## WORK INSTRUCTION
Transcribe all the entries word for word, omitting any pictures they contain.

## DATASET EXCERPTS
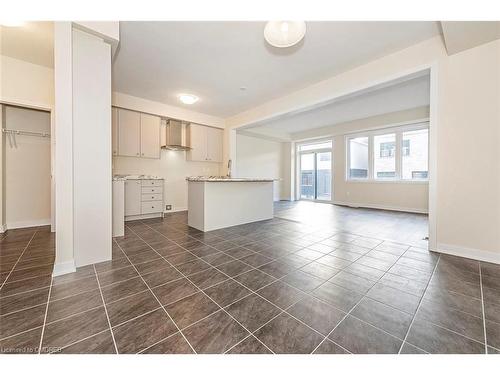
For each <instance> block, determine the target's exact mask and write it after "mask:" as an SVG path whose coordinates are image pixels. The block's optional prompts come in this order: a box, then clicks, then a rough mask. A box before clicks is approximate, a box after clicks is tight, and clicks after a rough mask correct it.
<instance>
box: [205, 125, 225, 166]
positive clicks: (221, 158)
mask: <svg viewBox="0 0 500 375" xmlns="http://www.w3.org/2000/svg"><path fill="white" fill-rule="evenodd" d="M222 137H223V130H221V129H216V128H208V127H207V160H208V161H213V162H217V163H221V162H222Z"/></svg>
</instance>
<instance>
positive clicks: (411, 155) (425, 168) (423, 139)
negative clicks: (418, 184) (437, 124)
mask: <svg viewBox="0 0 500 375" xmlns="http://www.w3.org/2000/svg"><path fill="white" fill-rule="evenodd" d="M402 151H403V152H402V153H403V158H402V162H401V172H402V173H401V176H402V178H403V179H404V180H425V179H427V177H428V169H429V168H428V165H429V129H418V130H410V131H405V132H403V140H402Z"/></svg>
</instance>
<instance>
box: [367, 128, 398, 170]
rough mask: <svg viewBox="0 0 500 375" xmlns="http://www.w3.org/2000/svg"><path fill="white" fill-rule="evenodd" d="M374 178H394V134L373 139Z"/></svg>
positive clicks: (394, 136) (392, 133)
mask: <svg viewBox="0 0 500 375" xmlns="http://www.w3.org/2000/svg"><path fill="white" fill-rule="evenodd" d="M373 150H374V153H373V172H374V177H375V178H377V179H378V178H396V133H389V134H382V135H376V136H374V137H373Z"/></svg>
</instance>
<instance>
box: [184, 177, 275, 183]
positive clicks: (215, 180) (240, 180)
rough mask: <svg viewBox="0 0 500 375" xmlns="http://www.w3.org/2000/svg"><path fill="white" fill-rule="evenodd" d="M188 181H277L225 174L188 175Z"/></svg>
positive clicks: (263, 181)
mask: <svg viewBox="0 0 500 375" xmlns="http://www.w3.org/2000/svg"><path fill="white" fill-rule="evenodd" d="M186 180H187V181H191V182H273V181H276V180H275V179H272V178H239V177H225V176H197V177H186Z"/></svg>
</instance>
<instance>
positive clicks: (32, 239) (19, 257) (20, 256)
mask: <svg viewBox="0 0 500 375" xmlns="http://www.w3.org/2000/svg"><path fill="white" fill-rule="evenodd" d="M37 232H38V230H35V232H34V233H33V235H32V236H31V238H30V240H29V241H28V243H27V244H26V246H25V248H24V249H23V251H22V252H21V254H19V258H17V261H16V263H14V266H13V267H12V269H11V270H10V272H9V274H8V275H7V277H6V278H5V280H4V281H3V282H2V285H0V290H2V288H3V286H4V285H5V284H6V283H7V280H9V277H10V275H11V274H12V272H14V268H16V266H17V263H19V261H20V260H21V258H22V257H23V255H24V253H25V252H26V250H27V249H28V247H29V246H30V244H31V241H33V238H35V234H36V233H37ZM19 281H21V280H19Z"/></svg>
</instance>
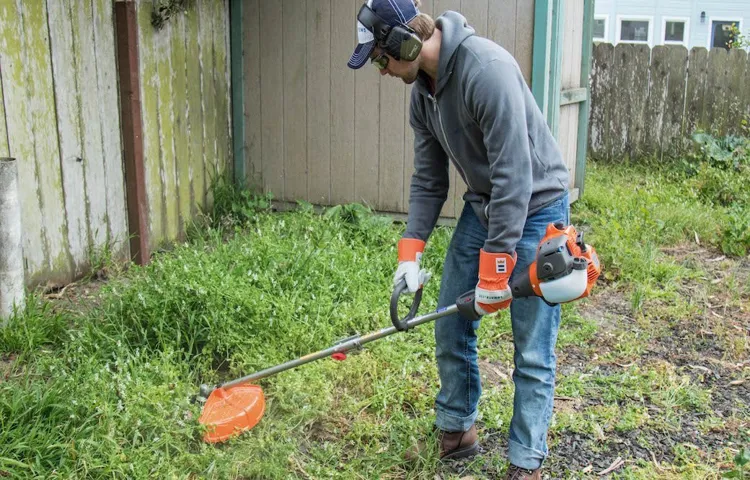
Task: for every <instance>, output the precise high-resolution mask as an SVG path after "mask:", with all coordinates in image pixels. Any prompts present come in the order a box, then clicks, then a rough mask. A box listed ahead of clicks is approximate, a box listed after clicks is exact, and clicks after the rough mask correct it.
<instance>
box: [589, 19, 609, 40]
mask: <svg viewBox="0 0 750 480" xmlns="http://www.w3.org/2000/svg"><path fill="white" fill-rule="evenodd" d="M596 20H604V37H593V41H594V42H608V41H609V15H608V14H604V15H594V21H596ZM592 34H593V32H592Z"/></svg>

## WRITTEN RESPONSE
For each <instance> block, determine the target's exact mask and write it after "mask:" as an SVG path whose coordinates are image pixels. The block's optional prompts come in this order: a box, then clicks, then a rough mask. A box before clicks is approximate, a box after clicks is tight, and clicks after a rough mask correct it.
<instance>
box: [205, 125, 225, 166]
positive clicks: (221, 158)
mask: <svg viewBox="0 0 500 375" xmlns="http://www.w3.org/2000/svg"><path fill="white" fill-rule="evenodd" d="M222 137H223V130H221V129H216V128H208V127H207V160H208V161H213V162H217V163H221V162H222Z"/></svg>
</instance>
<instance>
positive clicks: (411, 155) (425, 168) (423, 139)
negative clicks: (418, 184) (437, 124)
mask: <svg viewBox="0 0 500 375" xmlns="http://www.w3.org/2000/svg"><path fill="white" fill-rule="evenodd" d="M402 151H403V152H402V153H403V158H402V162H401V172H402V173H401V176H402V178H403V179H404V180H425V179H427V177H428V169H429V168H428V165H429V129H418V130H410V131H405V132H403V140H402Z"/></svg>
</instance>
<instance>
box: [367, 128, 398, 170]
rough mask: <svg viewBox="0 0 500 375" xmlns="http://www.w3.org/2000/svg"><path fill="white" fill-rule="evenodd" d="M374 178H394V134L373 139Z"/></svg>
positive clicks: (394, 136) (392, 133)
mask: <svg viewBox="0 0 500 375" xmlns="http://www.w3.org/2000/svg"><path fill="white" fill-rule="evenodd" d="M373 150H374V153H373V172H374V177H375V178H377V179H378V178H396V133H389V134H382V135H376V136H374V137H373Z"/></svg>
</instance>
<instance>
box: [184, 177, 275, 183]
positive clicks: (215, 180) (240, 180)
rough mask: <svg viewBox="0 0 500 375" xmlns="http://www.w3.org/2000/svg"><path fill="white" fill-rule="evenodd" d="M188 181H277L225 174L188 175Z"/></svg>
positive clicks: (263, 181)
mask: <svg viewBox="0 0 500 375" xmlns="http://www.w3.org/2000/svg"><path fill="white" fill-rule="evenodd" d="M186 180H187V181H191V182H273V181H276V180H275V179H272V178H239V177H225V176H197V177H186Z"/></svg>
</instance>
<instance>
positive clicks: (32, 239) (19, 257) (20, 256)
mask: <svg viewBox="0 0 500 375" xmlns="http://www.w3.org/2000/svg"><path fill="white" fill-rule="evenodd" d="M37 232H38V230H35V232H34V233H33V235H32V236H31V238H30V240H29V241H28V243H27V244H26V246H25V248H24V249H23V251H22V252H21V254H19V258H17V261H16V263H14V266H13V267H12V269H11V270H10V272H9V274H8V275H7V277H6V278H5V280H4V281H3V282H2V285H0V290H2V288H3V286H4V285H5V284H6V283H7V280H9V277H10V275H11V274H12V272H14V268H16V266H17V263H19V261H20V260H21V258H22V257H23V255H24V253H25V252H26V250H27V249H28V247H29V246H30V244H31V241H33V238H35V234H36V233H37ZM19 281H21V280H19Z"/></svg>
</instance>
Task: for every <instance>, output the precise high-resolution mask as an SVG path after "mask:", with all coordinates in image pixels. Any prompts present come in the order a box, then clicks, then a rough mask. A box listed ahead of clicks is approximate, a box listed after clicks is exact, and clicks after the rough mask correct it.
<instance>
box: [589, 19, 609, 40]
mask: <svg viewBox="0 0 750 480" xmlns="http://www.w3.org/2000/svg"><path fill="white" fill-rule="evenodd" d="M596 20H604V37H593V41H594V42H608V41H609V15H608V14H604V15H594V21H596ZM592 34H593V32H592Z"/></svg>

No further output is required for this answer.